TRAVAIL DEMANDÉ
**a)** D'après le passage consacré au roman de Mirbeau, dans quel établissement et dans quelle ville Sébastien est-il envoyé par son père ?
**b)** Rédigez la suite du passage consacré au roman de Mirbeau, en reprenant après sa dernière phrase.

PASSAGE DU TEXTE
----------
Son fils unique Sébastien est décrit comme une sorte de « bel animal » rousseauiste, libre et heureux, aimé et même déjà désiré et désiré de son amie d’enfance Marguerite, jusqu’à ce que la vanité paternelle le transplante brutalement dans un collège de Jésuites à Vannes, où il est l’objet de toutes les moqueries et mises à l’écart que ce genre d’institutions pouvait réserver que ce genre d’institution pouvait réserver aux « outsiders ».
C’est là qu’il y a dans le roman de Mirbeau à le fois une force et une faiblesse : privilégiant l’approche subjective qui est celle de Sébastien, pauvre gosse qui ne comprend pas ce qui lui arrive, il rend bien compte du vécu, de la violence subie dans l’effarement, et qui anticipe et d’une certaine façon prépare le viol dont ce garçon sera victime. Cette approche impressionniste est particulièrement frappante et efficace. Mais du même coup, Mirbeau se prive et nous prive d’une description objective de ce collège de jésuites, bien réel pourtant et qui fonctionne comme un organisme, machine à former, et au besoin à broyer et à exclure. On se prend à imaginer ce que Zola, ami de Mirbeau, aurait pu en faire : quelque chose comme l’équivalent de la mine de Germinal, de l’alambic de L’Assommoir ou des Halles du Ventre de Paris…
Ce qui choque, c’est que, soumis à ces mauvais traitements, Sébastien, mis à part quelques gestes de mauvaise humeur, n’aie aucune velléité de révolte. On sait qu’il travaille peu ou pas, mais rien ne nous est dit des méthodes d’enseignement, des contenus pédagogiques. On aurait eu besoin de quelques scènes permettant de voir la confrontation entre Sébastien et l’institution, plutôt que d’entendre parler, si vaguement, de pain sec et de punitions.
Tout ce qu’on sait, c’est que le travail sinon d’incorporation, du moins de formatage accompli par les bons pères se traduit par l’incapacité, aux vacances, pour Sébastien, d’accepter les caresses de Marguerite, auxquelles il se dérobe farouchement.
----------
EXTRAIT DES DONNÉES
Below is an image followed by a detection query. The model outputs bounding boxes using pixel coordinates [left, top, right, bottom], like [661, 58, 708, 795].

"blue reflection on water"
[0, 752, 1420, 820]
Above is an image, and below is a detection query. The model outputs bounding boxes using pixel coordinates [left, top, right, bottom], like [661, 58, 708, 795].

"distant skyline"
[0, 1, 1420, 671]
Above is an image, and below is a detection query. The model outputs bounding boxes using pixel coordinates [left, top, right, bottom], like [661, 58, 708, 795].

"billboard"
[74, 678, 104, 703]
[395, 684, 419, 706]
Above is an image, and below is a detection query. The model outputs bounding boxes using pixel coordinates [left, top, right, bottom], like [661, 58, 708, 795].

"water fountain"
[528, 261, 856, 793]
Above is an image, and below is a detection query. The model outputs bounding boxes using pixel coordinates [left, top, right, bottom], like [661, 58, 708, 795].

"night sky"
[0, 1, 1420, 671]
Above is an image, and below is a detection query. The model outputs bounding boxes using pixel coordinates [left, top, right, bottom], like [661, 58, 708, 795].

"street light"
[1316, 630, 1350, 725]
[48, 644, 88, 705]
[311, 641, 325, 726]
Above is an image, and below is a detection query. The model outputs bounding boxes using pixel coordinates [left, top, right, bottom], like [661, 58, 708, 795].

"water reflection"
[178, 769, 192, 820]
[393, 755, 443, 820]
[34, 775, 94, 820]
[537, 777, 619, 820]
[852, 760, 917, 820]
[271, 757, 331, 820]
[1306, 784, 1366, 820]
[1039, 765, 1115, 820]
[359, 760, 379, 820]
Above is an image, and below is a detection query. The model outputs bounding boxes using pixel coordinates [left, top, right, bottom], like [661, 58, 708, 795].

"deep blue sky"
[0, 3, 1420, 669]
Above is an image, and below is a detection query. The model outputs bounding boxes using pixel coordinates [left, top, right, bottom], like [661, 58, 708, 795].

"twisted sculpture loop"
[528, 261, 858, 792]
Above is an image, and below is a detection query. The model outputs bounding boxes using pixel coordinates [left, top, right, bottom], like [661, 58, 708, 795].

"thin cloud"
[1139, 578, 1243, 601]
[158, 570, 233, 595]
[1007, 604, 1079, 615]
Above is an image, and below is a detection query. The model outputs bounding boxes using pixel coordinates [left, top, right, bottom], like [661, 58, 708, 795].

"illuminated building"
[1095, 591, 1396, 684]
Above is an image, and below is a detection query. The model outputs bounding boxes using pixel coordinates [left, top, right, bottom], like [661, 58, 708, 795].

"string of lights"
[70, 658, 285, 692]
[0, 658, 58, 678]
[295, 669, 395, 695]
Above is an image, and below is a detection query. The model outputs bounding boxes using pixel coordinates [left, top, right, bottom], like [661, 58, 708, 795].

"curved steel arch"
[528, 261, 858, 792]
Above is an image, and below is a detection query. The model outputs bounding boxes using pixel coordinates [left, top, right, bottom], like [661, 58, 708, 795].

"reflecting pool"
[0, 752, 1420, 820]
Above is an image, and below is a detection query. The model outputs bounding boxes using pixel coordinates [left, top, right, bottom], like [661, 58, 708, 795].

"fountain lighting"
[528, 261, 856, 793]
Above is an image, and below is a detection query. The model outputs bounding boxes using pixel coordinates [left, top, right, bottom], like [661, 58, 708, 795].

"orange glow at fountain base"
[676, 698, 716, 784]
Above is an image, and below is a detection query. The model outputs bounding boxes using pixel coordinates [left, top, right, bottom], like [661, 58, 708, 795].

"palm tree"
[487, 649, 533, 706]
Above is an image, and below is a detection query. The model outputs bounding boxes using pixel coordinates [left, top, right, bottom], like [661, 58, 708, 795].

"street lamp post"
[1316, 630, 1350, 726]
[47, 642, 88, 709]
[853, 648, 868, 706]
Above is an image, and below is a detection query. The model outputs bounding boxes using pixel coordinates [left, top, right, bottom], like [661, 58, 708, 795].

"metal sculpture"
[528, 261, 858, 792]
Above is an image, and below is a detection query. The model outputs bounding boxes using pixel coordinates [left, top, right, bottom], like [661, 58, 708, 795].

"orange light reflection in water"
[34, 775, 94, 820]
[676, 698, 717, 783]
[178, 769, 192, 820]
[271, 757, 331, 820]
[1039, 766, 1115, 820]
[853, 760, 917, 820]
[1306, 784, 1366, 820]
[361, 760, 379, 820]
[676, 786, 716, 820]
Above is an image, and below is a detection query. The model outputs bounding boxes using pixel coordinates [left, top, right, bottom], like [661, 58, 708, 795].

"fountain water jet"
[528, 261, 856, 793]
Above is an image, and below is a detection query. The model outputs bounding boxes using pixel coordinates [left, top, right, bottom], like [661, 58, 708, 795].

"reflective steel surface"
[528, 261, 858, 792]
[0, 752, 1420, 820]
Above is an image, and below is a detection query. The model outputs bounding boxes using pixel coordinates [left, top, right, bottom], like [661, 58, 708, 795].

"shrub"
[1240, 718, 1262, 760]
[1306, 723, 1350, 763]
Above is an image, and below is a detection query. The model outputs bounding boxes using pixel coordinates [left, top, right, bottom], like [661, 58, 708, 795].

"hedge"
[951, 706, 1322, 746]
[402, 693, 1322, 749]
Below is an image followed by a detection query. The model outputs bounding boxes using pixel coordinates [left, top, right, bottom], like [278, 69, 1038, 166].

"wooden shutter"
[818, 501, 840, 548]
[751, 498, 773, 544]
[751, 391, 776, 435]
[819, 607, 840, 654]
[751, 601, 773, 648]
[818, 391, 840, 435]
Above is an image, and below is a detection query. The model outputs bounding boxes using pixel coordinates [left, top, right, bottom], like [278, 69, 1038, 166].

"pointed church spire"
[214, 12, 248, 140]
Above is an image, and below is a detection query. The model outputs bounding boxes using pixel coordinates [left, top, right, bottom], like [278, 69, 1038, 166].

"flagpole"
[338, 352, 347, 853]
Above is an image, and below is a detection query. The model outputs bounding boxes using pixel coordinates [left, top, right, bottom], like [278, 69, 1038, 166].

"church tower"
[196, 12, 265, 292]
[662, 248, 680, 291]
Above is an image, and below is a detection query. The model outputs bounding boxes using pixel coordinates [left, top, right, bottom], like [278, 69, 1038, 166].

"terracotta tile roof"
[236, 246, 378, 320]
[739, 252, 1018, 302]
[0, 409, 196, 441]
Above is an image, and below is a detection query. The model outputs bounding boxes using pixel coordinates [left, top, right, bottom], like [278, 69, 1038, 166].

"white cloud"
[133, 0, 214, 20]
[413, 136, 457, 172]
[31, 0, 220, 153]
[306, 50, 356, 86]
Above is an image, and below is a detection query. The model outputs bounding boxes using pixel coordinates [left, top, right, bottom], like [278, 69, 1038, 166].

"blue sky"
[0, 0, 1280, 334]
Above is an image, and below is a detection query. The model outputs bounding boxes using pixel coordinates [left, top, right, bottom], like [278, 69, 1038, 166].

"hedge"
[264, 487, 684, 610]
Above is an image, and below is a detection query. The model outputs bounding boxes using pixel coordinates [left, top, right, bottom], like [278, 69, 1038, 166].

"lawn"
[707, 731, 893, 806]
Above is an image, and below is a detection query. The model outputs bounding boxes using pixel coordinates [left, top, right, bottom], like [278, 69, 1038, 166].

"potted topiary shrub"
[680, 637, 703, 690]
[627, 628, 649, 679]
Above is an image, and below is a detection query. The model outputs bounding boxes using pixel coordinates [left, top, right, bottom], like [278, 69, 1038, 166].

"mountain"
----------
RÉPONSES PAR CONSIGNE
**a)** Dans un collège de Jésuites, à Vannes.

**b)**
Un sujet totalement nouveau
Vient le long épisode des manœuvres entreprises par le père De Ken qui aboutiront au viol. Il y a des pages très fortes sur l’emprise du regard, la mise en confiance, l’espèce de domestication entreprise et réussie par le prédateur. Finement, l’auteur nous montre les ambiguïtés de Sébastien, à la fois sidéré et lucide jusqu’à un certain point. La scène centrale, où le garçon entrevoit dans « une pâleur opaque, une blancheur morte de linge (…) dans le fond, contre quelque chose qui ressemblait à un mur, quelque chose d’horizontal, de rigide et de long, qui ressemblait à un sépulcre », celle où, le viol subi, il rêve à des sources et à des fontaines d’eau fraîche, « il aurait voulu surtout ne pas voir cette clarté de la lune qui coupait en deux la pièce et rester dans l’ombre, toujours », ont une authenticité et une puissance d’évocation peu communes.
Il est assez évident, et compréhensible, que cette scène bouleversante constitue l’apogée du roman. Les événements qui s’ensuivent, dans une cascade de plus en plus précipitée, restent en partie lacunaires : comme le narrateur s’en tient presque uniquement à la subjectivité de Sébastien, on est réduit à des spéculations sur les tenants et les aboutissants de son renvoi, sur les conséquences de la plainte qu’il réussit à formuler contre son prédateur, sur le rôle exact de son unique ami Bollorec.
Surtout, Mirbeau semble adopter l’idée aventureuse assez répandue à son époque selon laquelle l’agression sexuelle commise par le prêtre l’aurait non seulement meurtri mais aussi irrémédiablement perverti, lui révélant les séductions de la débauche et même de la cruauté.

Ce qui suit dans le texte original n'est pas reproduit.